* **CONSIGNAS DEL EJERCICIO**:
a) Según la crónica del Via Crucis, ¿con qué fin pidió Francisco en su oración "la gracia de la santa vergüenza"? Explíquelo en una a tres oraciones.
b) Transcriba de la crónica del Via Crucis el fragmento que comienza con "Via Crucis: Francisco" y sigue hasta "coordinó, Andrea Monda.".
c) Retome la crónica del Via Crucis desde el punto en que se detiene.

* **TEXTO DE LECTURA**:
★ ★ ★ ★ ★ ★ ★
Via Crucis: Francisco desgranó los pecados de nuestra «vergüenza de haber perdido la vergüenza»
Dos franciscanos de Tierra Santa, una religiosa iraquí y una familia siria estuvieron entre las personas que llevaron la Cruz en alguna de las catorce estaciones del Via Crucis celebrado junto al Coliseo Romano, en una ceremonia presidida este Viernes Santo por el Papa Francisco. Varios jóvenes, chicos y chicas, la llevaron también, y la primera y la última estaciones las hizo el vicario de la diócesis de Roma, monseñor Angelo de Donatis. De la comitiva fomaron también parte tres voluntarios camilleros de Lourdes junto con una niña discapacitada, así como los estudiantes que prepararon las meditaciones y el profesor que les coordinó, Andrea Monda.
Al finalizar el recorrido penitencial, Francisco ante los veinte mil asistentes su propia oración, que giró en torno a la "vergüenza" por los pecados de los hombres y a "la vergüenza de haber perdido la vergüenza" de cometerlos, pero al mismo tiempo pidiendo "la gracia de la santa vergüenza" que nos conduzca al arrepentimiento, y con él a la esperanza. (Ver abajo el texto completo de la oración.)
También expresó la certeza de que "la chispa de la esperanza" enciende "la tenebrosidad de nuestra desesperación", y una esperanza en particular: "La esperanza de que tu Iglesia santa, y constituida por pecadores, continúe, incluso hoy, a pesar de todos los intentos de desacreditarla, a ser una luz que ilumine, anime, alivie y testimonie tu amor ilimitado por la humanidad, un modelo de altruismo, un arca de salvación y una fuente de certeza y de verdad".
Antes de impartir la bendición a todos los presentes, Francisco pidió al Señor "que nos identifiquemos con el buen ladrón que te miró con ojos llenos de vergüenza, de arrepentimiento y de esperanza; que con ojos de fe vio en tu aparente derrota la victoria divina, y así, arrodillados delante de tu misericordia, y con honestidad, ganó el paraíso".
Texto íntegro de la oración leída por Francisco
Señor Jesús, nuestra mirada está dirigida a ti, llena de vergüenza, de arrepentimiento y de esperanza.
★ ★ ★ ★ ★ ★ ★
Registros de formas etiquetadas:
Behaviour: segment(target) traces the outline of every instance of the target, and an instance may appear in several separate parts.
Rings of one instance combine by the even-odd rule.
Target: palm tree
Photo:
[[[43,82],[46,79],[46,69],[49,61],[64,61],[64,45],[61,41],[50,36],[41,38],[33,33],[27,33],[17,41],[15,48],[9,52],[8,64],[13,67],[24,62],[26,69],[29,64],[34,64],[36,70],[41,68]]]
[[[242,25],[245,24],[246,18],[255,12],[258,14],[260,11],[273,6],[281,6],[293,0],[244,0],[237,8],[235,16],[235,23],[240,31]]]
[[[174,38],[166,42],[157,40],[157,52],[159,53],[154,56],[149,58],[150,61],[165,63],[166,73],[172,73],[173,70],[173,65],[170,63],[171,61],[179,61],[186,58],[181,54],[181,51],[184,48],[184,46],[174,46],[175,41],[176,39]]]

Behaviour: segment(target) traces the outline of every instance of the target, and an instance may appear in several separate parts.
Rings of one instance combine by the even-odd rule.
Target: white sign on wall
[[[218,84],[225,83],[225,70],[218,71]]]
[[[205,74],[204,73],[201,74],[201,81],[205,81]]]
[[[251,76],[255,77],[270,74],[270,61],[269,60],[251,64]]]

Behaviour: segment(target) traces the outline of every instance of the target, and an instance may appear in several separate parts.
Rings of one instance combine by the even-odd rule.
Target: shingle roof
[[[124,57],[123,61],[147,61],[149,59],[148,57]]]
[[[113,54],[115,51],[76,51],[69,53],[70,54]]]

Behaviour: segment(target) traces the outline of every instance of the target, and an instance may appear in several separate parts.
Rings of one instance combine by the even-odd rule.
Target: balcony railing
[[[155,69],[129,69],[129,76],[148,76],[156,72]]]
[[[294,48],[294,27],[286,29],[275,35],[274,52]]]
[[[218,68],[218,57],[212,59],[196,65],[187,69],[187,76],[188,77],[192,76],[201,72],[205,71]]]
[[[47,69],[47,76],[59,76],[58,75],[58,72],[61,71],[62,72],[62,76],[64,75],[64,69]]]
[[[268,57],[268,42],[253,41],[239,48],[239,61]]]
★ ★ ★ ★ ★ ★ ★
* **RESPUESTAS**:
a) Francisco la pidió para que esa vergüenza nos conduzca al arrepentimiento y, con él, a la esperanza.

b)
Via Crucis: Francisco desgranó los pecados de nuestra «vergüenza de haber perdido la vergüenza»
Dos franciscanos de Tierra Santa, una religiosa iraquí y una familia siria estuvieron entre las personas que llevaron la Cruz en alguna de las catorce estaciones del Via Crucis celebrado junto al Coliseo Romano, en una ceremonia presidida este Viernes Santo por el Papa Francisco. Varios jóvenes, chicos y chicas, la llevaron también, y la primera y la última estaciones las hizo el vicario de la diócesis de Roma, monseñor Angelo de Donatis. De la comitiva fomaron también parte tres voluntarios camilleros de Lourdes junto con una niña discapacitada, así como los estudiantes que prepararon las meditaciones y el profesor que les coordinó, Andrea Monda.

c)
Vergüenza
Ante tu amor supremo, la vergüenza nos impregna por haberte dejado sufrir en soledad nuestros pecados:
La vergüenza de haber huido ante la prueba a pesar de haber dicho miles de veces “incluso si todos te abandonan, yo no te abandonaré jamás”.
La vergüenza de haber elegido a Barrabás y no a ti, el poder y no a ti, la apariencia y no a ti, el dinero y no a ti, la mundanidad y no la eternidad.
La vergüenza por haberte tentado con la boca y con el corazón cada vez que nos hemos encontrado ante una prueba, diciéndote: “Si tú eres el Mesías, sálvate y creeremos”.
La vergüenza por tantas personas, incluso algunos de tus ministros, que se han dejado engañar por la ambición y por la vanagloria perdiendo su dignidad y su primer amor.
La vergüenza porque nuestras generaciones están dejando a los jóvenes un mundo fracturado por las divisiones y por las guerras; un mundo devorado por el egoísmo donde los jóvenes, los pequeños, los enfermos, los ancianos son marginados.
La vergüenza de haber perdido la vergüenza.
¡Señor Jesús, danos siempre la gracia de la santa vergüenza!
Arrepentimiento
Nuestra mirada está llena también de un arrepentimiento que, delante de tu silencio elocuente, suplica tu misericordia:
Un arrepentimiento que germina ante la certeza de que sólo tú puedes salvarnos del mal, sólo tú puedes cura nuestra lepra de odio, de egoísmo, de soberbia, de codicia, de venganza, de codicia, de idolatría, sólo tú puedes abrazarnos devolviéndonos la dignidad filiar y alegrarte por nuestro regreso a casa, a la vida.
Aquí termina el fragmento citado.